> [Problem description] When you print the records, keep every line identical to the original.

Dataset excerpts:
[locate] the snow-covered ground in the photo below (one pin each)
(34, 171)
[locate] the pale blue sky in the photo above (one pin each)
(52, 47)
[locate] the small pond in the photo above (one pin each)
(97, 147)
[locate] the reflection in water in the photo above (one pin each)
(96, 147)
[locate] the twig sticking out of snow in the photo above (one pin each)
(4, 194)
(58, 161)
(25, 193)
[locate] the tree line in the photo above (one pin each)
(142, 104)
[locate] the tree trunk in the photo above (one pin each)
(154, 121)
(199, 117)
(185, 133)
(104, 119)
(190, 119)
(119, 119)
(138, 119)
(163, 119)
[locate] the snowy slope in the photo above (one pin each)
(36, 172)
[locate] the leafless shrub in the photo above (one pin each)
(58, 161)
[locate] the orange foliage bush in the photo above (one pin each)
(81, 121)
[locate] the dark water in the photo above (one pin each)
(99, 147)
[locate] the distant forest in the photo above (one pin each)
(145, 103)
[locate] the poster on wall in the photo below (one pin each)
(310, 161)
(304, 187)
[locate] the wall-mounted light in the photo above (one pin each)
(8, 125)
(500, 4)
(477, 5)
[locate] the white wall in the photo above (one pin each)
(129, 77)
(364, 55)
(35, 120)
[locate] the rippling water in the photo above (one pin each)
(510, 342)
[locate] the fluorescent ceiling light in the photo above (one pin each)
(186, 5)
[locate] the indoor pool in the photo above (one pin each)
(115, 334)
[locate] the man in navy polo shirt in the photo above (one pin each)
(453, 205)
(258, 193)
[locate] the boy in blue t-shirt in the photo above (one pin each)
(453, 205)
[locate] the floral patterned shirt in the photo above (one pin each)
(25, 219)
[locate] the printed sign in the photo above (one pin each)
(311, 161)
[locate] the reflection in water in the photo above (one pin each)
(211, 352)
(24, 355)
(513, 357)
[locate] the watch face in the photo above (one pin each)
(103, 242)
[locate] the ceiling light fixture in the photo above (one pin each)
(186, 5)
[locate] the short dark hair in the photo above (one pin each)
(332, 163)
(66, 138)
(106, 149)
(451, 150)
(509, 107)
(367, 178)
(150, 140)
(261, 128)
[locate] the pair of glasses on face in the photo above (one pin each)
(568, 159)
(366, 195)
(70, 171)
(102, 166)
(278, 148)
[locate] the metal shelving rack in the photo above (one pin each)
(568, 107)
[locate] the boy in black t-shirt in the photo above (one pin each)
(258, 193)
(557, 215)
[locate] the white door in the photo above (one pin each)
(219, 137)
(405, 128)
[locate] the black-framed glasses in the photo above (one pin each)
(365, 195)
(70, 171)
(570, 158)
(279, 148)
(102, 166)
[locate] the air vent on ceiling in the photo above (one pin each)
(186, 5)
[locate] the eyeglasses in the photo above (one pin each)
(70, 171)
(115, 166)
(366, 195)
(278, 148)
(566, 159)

> [Response]
[locate] the snow-covered ground in the photo below (one pin each)
(34, 171)
[locate] the pale blue sky in the photo above (one pin each)
(52, 47)
[locate] the small pond in the photo above (one pin each)
(97, 147)
[locate] the reflection in water in the photo above (one pin each)
(96, 147)
[locate] the twig sticking out of snow in the photo above (one pin each)
(4, 194)
(58, 161)
(25, 193)
[locate] the tree line in the photo above (one pin each)
(142, 104)
[locate] the tree trunk in the photo above (one pin each)
(154, 121)
(199, 117)
(185, 133)
(104, 119)
(190, 119)
(119, 119)
(138, 119)
(163, 119)
[locate] the snowy slope in the photo above (one pin each)
(36, 172)
[locate] the leafless shrub in the photo above (one pin each)
(58, 161)
[locate] the orange foliage bush in the photo above (one pin each)
(81, 121)
[locate] the dark water in the photo above (one pin each)
(99, 147)
[locate] the distant forest in the photo above (one pin each)
(145, 103)
[locate] the poster on wall in the photo below (one pin each)
(310, 161)
(304, 187)
[locate] the wall-mounted light in the photo above (one pin each)
(8, 125)
(500, 4)
(477, 5)
[locate] the white wall in the photo above (one pin each)
(129, 77)
(364, 55)
(35, 120)
[locate] the rippling water in the photo above (one pin each)
(510, 342)
[locate] the fluorescent ceiling light in the photo above (one pin each)
(186, 5)
[locate] the indoor pool in the photo above (one pin each)
(115, 334)
[locate] the man in navy polo shirt in the photo above (one pin each)
(453, 205)
(258, 193)
[locate] the boy in blue t-shirt in the photo above (one pin each)
(453, 205)
[locate] the floral patterned shirt in the photo above (one pin each)
(25, 219)
[locate] the printed sign in the photo above (one pin each)
(311, 161)
[locate] the reflection in water in the photo above (one pin each)
(211, 352)
(24, 355)
(513, 357)
[locate] the watch face in the photo above (one pin each)
(103, 242)
[locate] the ceiling light fixture in the photo above (one pin each)
(186, 5)
[locate] the short dark hair in the photo above (one pin each)
(332, 163)
(66, 138)
(106, 149)
(451, 150)
(509, 107)
(367, 178)
(150, 140)
(261, 128)
[locate] the pair of glasses on face in the photo above (one pin each)
(568, 159)
(366, 195)
(70, 171)
(102, 166)
(278, 148)
[locate] the metal shelving rack in the photo above (one pin each)
(568, 107)
[locate] the boy in black t-shirt in the photo above (one pin each)
(258, 193)
(557, 215)
[locate] the white door in the photo above (one pin each)
(219, 137)
(405, 128)
[locate] the black-framed glasses in the photo above (one pin each)
(365, 195)
(70, 171)
(570, 158)
(279, 148)
(102, 166)
[locate] the air vent on ceiling in the photo above (one pin each)
(186, 5)
[locate] the eyeglasses in the photo above (one pin each)
(70, 171)
(115, 166)
(366, 195)
(278, 148)
(566, 159)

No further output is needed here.